### DESCRIPTION OF THE TASK
Only the lines with "tree" in the entries below belong in the answer; please copy them.
[Opening TASK INPUT section]
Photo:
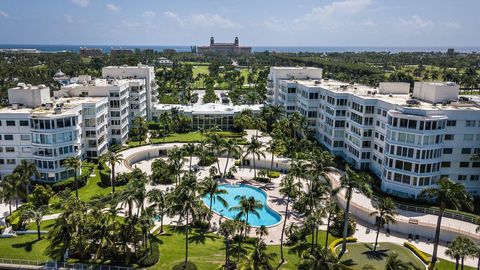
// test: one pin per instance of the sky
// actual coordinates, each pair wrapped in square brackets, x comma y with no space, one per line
[255,22]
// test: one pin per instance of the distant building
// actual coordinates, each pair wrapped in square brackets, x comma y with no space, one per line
[225,48]
[164,62]
[91,52]
[120,52]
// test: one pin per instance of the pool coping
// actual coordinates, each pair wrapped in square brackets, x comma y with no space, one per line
[266,203]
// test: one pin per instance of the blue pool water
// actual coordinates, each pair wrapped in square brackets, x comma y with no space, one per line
[268,217]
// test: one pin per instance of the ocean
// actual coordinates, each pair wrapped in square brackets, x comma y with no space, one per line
[290,49]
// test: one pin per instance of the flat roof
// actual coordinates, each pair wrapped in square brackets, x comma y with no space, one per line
[366,92]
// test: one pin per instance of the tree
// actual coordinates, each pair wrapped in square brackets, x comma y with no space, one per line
[27,169]
[461,248]
[232,149]
[247,206]
[351,181]
[385,213]
[254,148]
[74,163]
[36,215]
[290,189]
[159,199]
[394,263]
[112,159]
[211,189]
[446,193]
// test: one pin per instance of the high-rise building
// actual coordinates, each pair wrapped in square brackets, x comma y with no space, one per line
[408,139]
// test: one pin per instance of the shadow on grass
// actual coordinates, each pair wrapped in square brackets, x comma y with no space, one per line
[27,246]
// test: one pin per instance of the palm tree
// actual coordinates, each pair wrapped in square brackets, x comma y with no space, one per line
[290,189]
[275,147]
[36,215]
[27,169]
[254,148]
[446,193]
[232,149]
[190,149]
[258,258]
[394,263]
[261,232]
[211,189]
[385,213]
[351,181]
[112,159]
[159,199]
[227,230]
[247,206]
[74,163]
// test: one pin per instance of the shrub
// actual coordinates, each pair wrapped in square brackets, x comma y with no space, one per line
[273,174]
[151,255]
[337,242]
[425,259]
[337,225]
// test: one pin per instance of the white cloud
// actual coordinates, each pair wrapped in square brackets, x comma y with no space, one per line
[3,14]
[113,8]
[415,23]
[149,14]
[201,20]
[330,11]
[82,3]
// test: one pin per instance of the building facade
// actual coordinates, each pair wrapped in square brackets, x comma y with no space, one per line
[409,140]
[225,48]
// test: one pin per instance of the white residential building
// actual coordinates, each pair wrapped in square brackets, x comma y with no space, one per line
[137,72]
[408,140]
[50,131]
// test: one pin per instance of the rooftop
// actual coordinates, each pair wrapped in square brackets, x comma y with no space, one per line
[367,92]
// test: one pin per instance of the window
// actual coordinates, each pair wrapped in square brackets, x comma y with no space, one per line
[447,151]
[446,164]
[470,123]
[451,123]
[464,164]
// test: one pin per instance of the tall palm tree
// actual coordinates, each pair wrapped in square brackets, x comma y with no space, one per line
[232,149]
[446,193]
[36,215]
[289,189]
[395,263]
[27,169]
[351,181]
[74,163]
[211,189]
[190,149]
[385,213]
[247,206]
[254,148]
[112,159]
[227,230]
[159,199]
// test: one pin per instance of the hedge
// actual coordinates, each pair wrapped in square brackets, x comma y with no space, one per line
[337,242]
[424,257]
[150,258]
[273,174]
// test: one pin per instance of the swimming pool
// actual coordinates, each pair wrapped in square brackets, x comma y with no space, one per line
[268,217]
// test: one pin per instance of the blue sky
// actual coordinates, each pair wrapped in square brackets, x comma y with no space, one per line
[255,22]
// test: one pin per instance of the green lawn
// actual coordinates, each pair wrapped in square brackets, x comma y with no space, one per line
[207,251]
[361,254]
[23,247]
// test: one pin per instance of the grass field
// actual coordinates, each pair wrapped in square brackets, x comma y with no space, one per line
[207,251]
[Closing TASK INPUT section]
### EXERCISE RESPONSE
// test: one pin per instance of the tree
// test: one pin per instance of the palm tree
// test: one pin per instance of the tall palm tree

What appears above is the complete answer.